Input data:

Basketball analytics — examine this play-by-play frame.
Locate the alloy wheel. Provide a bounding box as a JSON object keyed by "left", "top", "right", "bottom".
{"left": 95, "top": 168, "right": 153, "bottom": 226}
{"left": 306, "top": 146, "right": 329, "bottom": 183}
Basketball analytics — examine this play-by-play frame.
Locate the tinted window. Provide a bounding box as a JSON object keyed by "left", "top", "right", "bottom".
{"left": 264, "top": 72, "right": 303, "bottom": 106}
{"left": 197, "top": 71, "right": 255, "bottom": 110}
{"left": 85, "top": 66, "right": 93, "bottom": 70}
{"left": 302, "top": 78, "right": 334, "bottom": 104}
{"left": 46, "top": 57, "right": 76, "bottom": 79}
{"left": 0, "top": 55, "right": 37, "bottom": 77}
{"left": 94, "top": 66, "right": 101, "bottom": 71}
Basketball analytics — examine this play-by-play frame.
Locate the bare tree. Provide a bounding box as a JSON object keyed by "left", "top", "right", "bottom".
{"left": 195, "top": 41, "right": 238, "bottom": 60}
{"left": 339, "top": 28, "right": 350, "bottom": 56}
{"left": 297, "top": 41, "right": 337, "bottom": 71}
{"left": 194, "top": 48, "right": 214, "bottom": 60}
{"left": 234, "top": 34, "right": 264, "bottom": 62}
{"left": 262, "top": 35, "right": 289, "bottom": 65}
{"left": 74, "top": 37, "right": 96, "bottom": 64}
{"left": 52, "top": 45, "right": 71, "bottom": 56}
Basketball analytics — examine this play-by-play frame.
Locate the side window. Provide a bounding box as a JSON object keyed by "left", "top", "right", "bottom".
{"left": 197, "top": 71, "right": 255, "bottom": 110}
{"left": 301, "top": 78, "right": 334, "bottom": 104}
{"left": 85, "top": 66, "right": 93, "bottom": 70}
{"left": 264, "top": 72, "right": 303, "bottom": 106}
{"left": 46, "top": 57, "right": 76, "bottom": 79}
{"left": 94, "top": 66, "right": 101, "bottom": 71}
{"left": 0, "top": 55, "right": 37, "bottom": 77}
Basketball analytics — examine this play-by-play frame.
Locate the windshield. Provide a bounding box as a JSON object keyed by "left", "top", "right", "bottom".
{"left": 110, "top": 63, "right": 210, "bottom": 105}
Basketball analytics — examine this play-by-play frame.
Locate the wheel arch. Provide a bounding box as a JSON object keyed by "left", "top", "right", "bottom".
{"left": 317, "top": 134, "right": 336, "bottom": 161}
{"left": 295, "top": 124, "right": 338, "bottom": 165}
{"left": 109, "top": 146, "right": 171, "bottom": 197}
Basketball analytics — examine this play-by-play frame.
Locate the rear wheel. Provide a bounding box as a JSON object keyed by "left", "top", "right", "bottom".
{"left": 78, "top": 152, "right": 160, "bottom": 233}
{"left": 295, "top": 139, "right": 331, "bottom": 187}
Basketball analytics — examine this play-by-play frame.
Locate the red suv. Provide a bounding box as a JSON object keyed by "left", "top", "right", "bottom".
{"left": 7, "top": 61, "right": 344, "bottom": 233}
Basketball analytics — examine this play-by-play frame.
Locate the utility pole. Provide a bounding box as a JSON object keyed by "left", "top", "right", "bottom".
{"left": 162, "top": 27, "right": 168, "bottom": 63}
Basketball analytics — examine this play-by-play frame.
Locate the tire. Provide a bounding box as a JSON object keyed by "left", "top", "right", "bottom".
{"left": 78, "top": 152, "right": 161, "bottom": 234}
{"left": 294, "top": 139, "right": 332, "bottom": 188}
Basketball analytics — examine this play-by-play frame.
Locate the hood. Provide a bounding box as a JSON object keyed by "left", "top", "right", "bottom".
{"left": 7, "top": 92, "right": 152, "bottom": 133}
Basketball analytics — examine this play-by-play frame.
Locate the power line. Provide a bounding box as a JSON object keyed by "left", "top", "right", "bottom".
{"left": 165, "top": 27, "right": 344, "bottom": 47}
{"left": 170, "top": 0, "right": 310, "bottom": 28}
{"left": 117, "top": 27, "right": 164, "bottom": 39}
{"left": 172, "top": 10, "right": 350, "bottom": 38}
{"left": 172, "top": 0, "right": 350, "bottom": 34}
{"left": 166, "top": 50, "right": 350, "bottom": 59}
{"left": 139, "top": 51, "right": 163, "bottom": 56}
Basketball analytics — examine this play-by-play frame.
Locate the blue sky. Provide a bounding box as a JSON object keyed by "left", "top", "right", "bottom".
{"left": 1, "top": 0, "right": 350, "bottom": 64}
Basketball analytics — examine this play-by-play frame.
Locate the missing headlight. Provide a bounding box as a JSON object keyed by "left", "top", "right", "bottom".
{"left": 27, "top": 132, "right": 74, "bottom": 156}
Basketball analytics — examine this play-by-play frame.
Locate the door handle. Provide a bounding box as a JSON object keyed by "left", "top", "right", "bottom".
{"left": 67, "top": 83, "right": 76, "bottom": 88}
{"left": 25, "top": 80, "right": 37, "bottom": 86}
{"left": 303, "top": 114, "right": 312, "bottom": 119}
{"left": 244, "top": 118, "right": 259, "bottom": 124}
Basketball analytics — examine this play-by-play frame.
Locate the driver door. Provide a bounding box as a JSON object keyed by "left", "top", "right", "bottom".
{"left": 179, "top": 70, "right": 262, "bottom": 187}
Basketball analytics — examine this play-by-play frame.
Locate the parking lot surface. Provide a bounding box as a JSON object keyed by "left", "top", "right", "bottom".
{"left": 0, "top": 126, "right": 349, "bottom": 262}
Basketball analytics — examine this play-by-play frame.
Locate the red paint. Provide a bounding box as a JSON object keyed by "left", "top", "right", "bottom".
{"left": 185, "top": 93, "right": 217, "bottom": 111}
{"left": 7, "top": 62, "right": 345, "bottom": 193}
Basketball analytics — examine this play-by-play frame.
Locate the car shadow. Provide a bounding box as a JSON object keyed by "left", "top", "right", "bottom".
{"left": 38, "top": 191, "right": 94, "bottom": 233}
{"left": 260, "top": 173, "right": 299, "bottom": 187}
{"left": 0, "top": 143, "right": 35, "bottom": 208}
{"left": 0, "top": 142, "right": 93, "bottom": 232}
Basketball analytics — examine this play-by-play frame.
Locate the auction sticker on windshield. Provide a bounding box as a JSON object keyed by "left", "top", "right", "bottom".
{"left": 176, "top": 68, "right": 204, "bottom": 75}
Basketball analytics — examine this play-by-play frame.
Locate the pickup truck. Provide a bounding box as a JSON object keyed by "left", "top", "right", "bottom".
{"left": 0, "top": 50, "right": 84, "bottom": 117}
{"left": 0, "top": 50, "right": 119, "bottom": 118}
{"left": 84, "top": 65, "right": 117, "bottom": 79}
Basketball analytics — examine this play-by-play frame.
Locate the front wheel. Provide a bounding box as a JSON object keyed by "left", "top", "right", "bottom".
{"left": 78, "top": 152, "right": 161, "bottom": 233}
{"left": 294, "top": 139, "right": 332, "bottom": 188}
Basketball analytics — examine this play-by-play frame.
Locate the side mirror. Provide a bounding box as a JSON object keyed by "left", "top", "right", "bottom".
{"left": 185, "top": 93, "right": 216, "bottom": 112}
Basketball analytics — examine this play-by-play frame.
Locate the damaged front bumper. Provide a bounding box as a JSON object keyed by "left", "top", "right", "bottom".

What is expected:
Reproduce every line of the material exactly.

Written solution:
Basketball analytics — examine this play-by-play frame.
Locate the alloy wheel. Provide a bounding box as a JSON object keyed by "left", "top", "right", "bottom".
{"left": 95, "top": 168, "right": 153, "bottom": 226}
{"left": 306, "top": 146, "right": 329, "bottom": 183}
Basketball analytics — examine this play-by-play frame.
Locate the tinted window. Provide a bounding box as a JSON object keyed by "left", "top", "right", "bottom".
{"left": 264, "top": 72, "right": 303, "bottom": 106}
{"left": 197, "top": 71, "right": 255, "bottom": 110}
{"left": 85, "top": 66, "right": 93, "bottom": 70}
{"left": 302, "top": 78, "right": 334, "bottom": 104}
{"left": 46, "top": 57, "right": 76, "bottom": 79}
{"left": 0, "top": 55, "right": 37, "bottom": 77}
{"left": 94, "top": 66, "right": 101, "bottom": 71}
Basketball analytics — examine this play-by-play frame.
Locate the bare tree. Provide a bounding box as a JSON object keyed by "left", "top", "right", "bottom".
{"left": 195, "top": 41, "right": 238, "bottom": 60}
{"left": 339, "top": 28, "right": 350, "bottom": 56}
{"left": 297, "top": 41, "right": 337, "bottom": 71}
{"left": 194, "top": 48, "right": 214, "bottom": 60}
{"left": 234, "top": 34, "right": 264, "bottom": 62}
{"left": 262, "top": 35, "right": 289, "bottom": 65}
{"left": 74, "top": 37, "right": 96, "bottom": 64}
{"left": 52, "top": 45, "right": 71, "bottom": 56}
Basketball analytics — examine this play-by-play frame.
Locate the side window. Provide a bounding box as a JSON object keyed by "left", "top", "right", "bottom".
{"left": 197, "top": 71, "right": 255, "bottom": 110}
{"left": 301, "top": 78, "right": 334, "bottom": 104}
{"left": 85, "top": 66, "right": 93, "bottom": 70}
{"left": 264, "top": 72, "right": 303, "bottom": 106}
{"left": 46, "top": 57, "right": 76, "bottom": 79}
{"left": 94, "top": 66, "right": 101, "bottom": 71}
{"left": 0, "top": 55, "right": 37, "bottom": 77}
Basketball analytics — examine this play-by-play frame.
Locate the windshield. Provide a bounding box as a JSON object keyed by "left", "top", "right", "bottom".
{"left": 110, "top": 63, "right": 210, "bottom": 105}
Basketball analytics — examine this play-by-play frame.
Locate the wheel arch. Provide a bounding box as a JSON object keyed by "left", "top", "right", "bottom".
{"left": 317, "top": 134, "right": 336, "bottom": 161}
{"left": 295, "top": 124, "right": 338, "bottom": 165}
{"left": 109, "top": 146, "right": 171, "bottom": 197}
Basketball analytics — examine this play-by-play frame.
Locate the rear wheel. Provide a bounding box as a JSON object keyed by "left", "top", "right", "bottom".
{"left": 78, "top": 152, "right": 160, "bottom": 233}
{"left": 295, "top": 139, "right": 331, "bottom": 187}
Basketball analytics — examine this play-by-play frame.
Locate the red suv. Provide a bounding box as a JSON object keyed by "left", "top", "right", "bottom".
{"left": 7, "top": 61, "right": 344, "bottom": 233}
Basketball analytics — examine this play-by-play frame.
Locate the utility pole. Provide a bounding box as a JSON object keyed by "left", "top", "right", "bottom".
{"left": 162, "top": 27, "right": 168, "bottom": 63}
Basketball analytics — examine this play-by-play frame.
Locate the tire. Provide a bounding box as a JSON object keyed by "left", "top", "right", "bottom".
{"left": 78, "top": 152, "right": 161, "bottom": 234}
{"left": 294, "top": 139, "right": 332, "bottom": 188}
Basketball analytics — examine this play-by-play frame.
Locate the hood. Provide a bounding box as a JSON object keyed by "left", "top", "right", "bottom".
{"left": 7, "top": 92, "right": 152, "bottom": 133}
Basketball analytics — examine this play-by-play frame.
Locate the power line. Provide a bounding box as a JSON object keyed by "left", "top", "right", "bottom".
{"left": 165, "top": 27, "right": 344, "bottom": 47}
{"left": 170, "top": 0, "right": 310, "bottom": 28}
{"left": 117, "top": 27, "right": 164, "bottom": 39}
{"left": 172, "top": 10, "right": 350, "bottom": 38}
{"left": 172, "top": 0, "right": 350, "bottom": 34}
{"left": 166, "top": 50, "right": 350, "bottom": 59}
{"left": 139, "top": 51, "right": 163, "bottom": 56}
Basketball analytics — examine this play-by-play frame.
Locate the blue sky. Provide a bounding box as a JSON object keyed by "left", "top", "right", "bottom".
{"left": 1, "top": 0, "right": 350, "bottom": 64}
Basketball analytics — examine this play-by-play frame.
Locate the missing headlight. Provide a bounding box as a JSON object keyed by "left", "top", "right", "bottom".
{"left": 27, "top": 132, "right": 74, "bottom": 156}
Basketball analytics — examine this play-by-play frame.
Locate the door handle. Provide a bounding box as a JSON object keyed by "left", "top", "right", "bottom".
{"left": 67, "top": 83, "right": 76, "bottom": 88}
{"left": 25, "top": 80, "right": 37, "bottom": 86}
{"left": 303, "top": 114, "right": 312, "bottom": 119}
{"left": 244, "top": 118, "right": 259, "bottom": 124}
Basketball analytics — examine this play-by-play frame.
Locate the driver door. Provide a bounding box as a JSON object keyed by "left", "top", "right", "bottom".
{"left": 179, "top": 70, "right": 262, "bottom": 187}
Basketball analytics — examine this play-by-play frame.
Locate the parking lot surface. Provide a bounding box as a JSON object keyed by "left", "top", "right", "bottom".
{"left": 0, "top": 126, "right": 349, "bottom": 262}
Basketball analytics — examine this play-by-play frame.
Locate the red paint. Provide a bounding box as a JSON object keyed by "left", "top", "right", "bottom".
{"left": 185, "top": 93, "right": 217, "bottom": 111}
{"left": 7, "top": 62, "right": 345, "bottom": 193}
Basketball analytics — examine this play-by-play frame.
Locate the car shadow. Provide a bounding box as a JSON object keyed by "left", "top", "right", "bottom".
{"left": 38, "top": 191, "right": 94, "bottom": 233}
{"left": 260, "top": 173, "right": 299, "bottom": 187}
{"left": 0, "top": 143, "right": 35, "bottom": 208}
{"left": 0, "top": 142, "right": 93, "bottom": 232}
Basketball analytics — examine this play-by-play frame.
Locate the auction sticker on windshield. Provide a bounding box as a JSON object keyed by "left", "top", "right", "bottom".
{"left": 176, "top": 68, "right": 204, "bottom": 75}
Basketball analytics — examine this play-by-play frame.
Locate the pickup truck. Provide a bounding box as a JSON object keyed by "left", "top", "right", "bottom".
{"left": 0, "top": 50, "right": 84, "bottom": 117}
{"left": 0, "top": 50, "right": 119, "bottom": 118}
{"left": 84, "top": 65, "right": 117, "bottom": 79}
Basketball analytics — examine this play-by-play frame.
Locate the front wheel. Provide a bounding box as a JSON object keyed by "left", "top", "right", "bottom".
{"left": 78, "top": 152, "right": 161, "bottom": 233}
{"left": 294, "top": 139, "right": 332, "bottom": 188}
Basketball analytics — examine this play-by-play frame.
Locate the side mirror. Provide a bounding box as a JSON object keyed by "left", "top", "right", "bottom".
{"left": 185, "top": 93, "right": 216, "bottom": 112}
Basketball analytics — examine this play-by-play frame.
Locate the damaged front bumper. Provide a bounding box as a JSON object keyed by "left", "top", "right", "bottom".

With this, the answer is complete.